■ **Document passage**:
- - - - -

Here’s the long post I promised yesterday on hedging counterparty risk. It’s by someone who wishes to remain anonymous, but who used to do this for a living at a very large bank. It’s also incredibly wonky, even without a section on correlations and netting agreements.
If you want to cut to the chase (the what, rather than the how), here’s a couple of excerpts.
A firm that wants to know how much money it would make or lose if a credit spread widens — or defaults — will aggregate the effect on credit derivatives that were explicitly written on that credit with the effect on counterparty risk due to derivatives with that counterparty. If you buy a CDS with a risky counterparty, your exposure to the credit of the reference credit goes down; your exposure to the credit of the counterparty goes up. If you accumulate a lot of risk on a single credit because you buy a lot of credit protection from it, that will show up in the risk reports, and you will hedge it just as you would if you had a lot of risk because you had sold a lot of protection to a client.
Ultimately, you try to hedge what you can hedge; what you can’t hedge, you try to quantify; what you can’t quantify, you try to understand; and what you can’t understand, you keep small enough not to sink the firm.
In the real world, what would all this have meant if AIG went bankrupt? If it did so in a vacuum, then there’s a good chance that the banks who bought credit protection from AIG would indeed have been hedged against such an event. But I don’t know whether all hedge funds have the kind of risk controls which are outlined in this post. And when markets simply seize up without prices, as they’re doing right now, hedging becomes effectively impossible. But to answer the narrow question of whether Goldman Sachs was justified in saying it was hedged against an AIG bankrupcy, I do believe the answer is yes.

- - - - -

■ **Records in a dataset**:
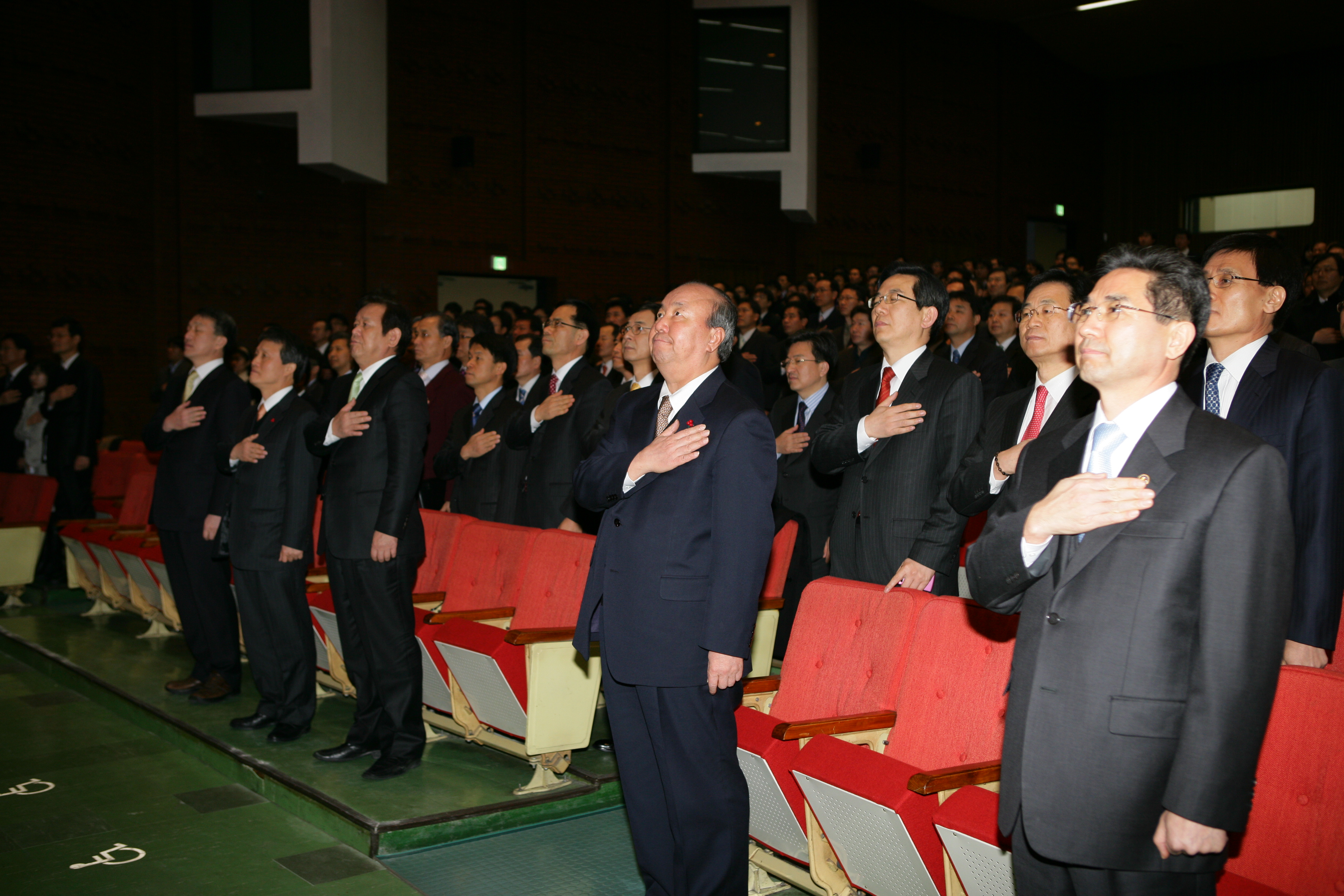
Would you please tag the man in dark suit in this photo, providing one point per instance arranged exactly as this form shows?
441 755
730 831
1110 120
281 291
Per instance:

- - - - -

■ **Work instructions**:
A) In the post on hedging counterparty risk, what are the four ways of dealing with risk listed in the sentence that begins "Ultimately, you try to hedge"?
B) In the post on hedging counterparty risk, why does the writer doubt that hedges would have fully protected everyone in an AIG bankruptcy?

■ **Answers for this exercise**:
A)
- Hedge what can be hedged.
- Quantify what can't be hedged.
- Try to understand what can't be quantified.
- Keep what can't be understood small enough not to sink the firm.

B) The writer doesn't know whether all hedge funds have the risk controls the post describes. Also, when markets seize up without prices, as they were doing then, hedging becomes effectively impossible.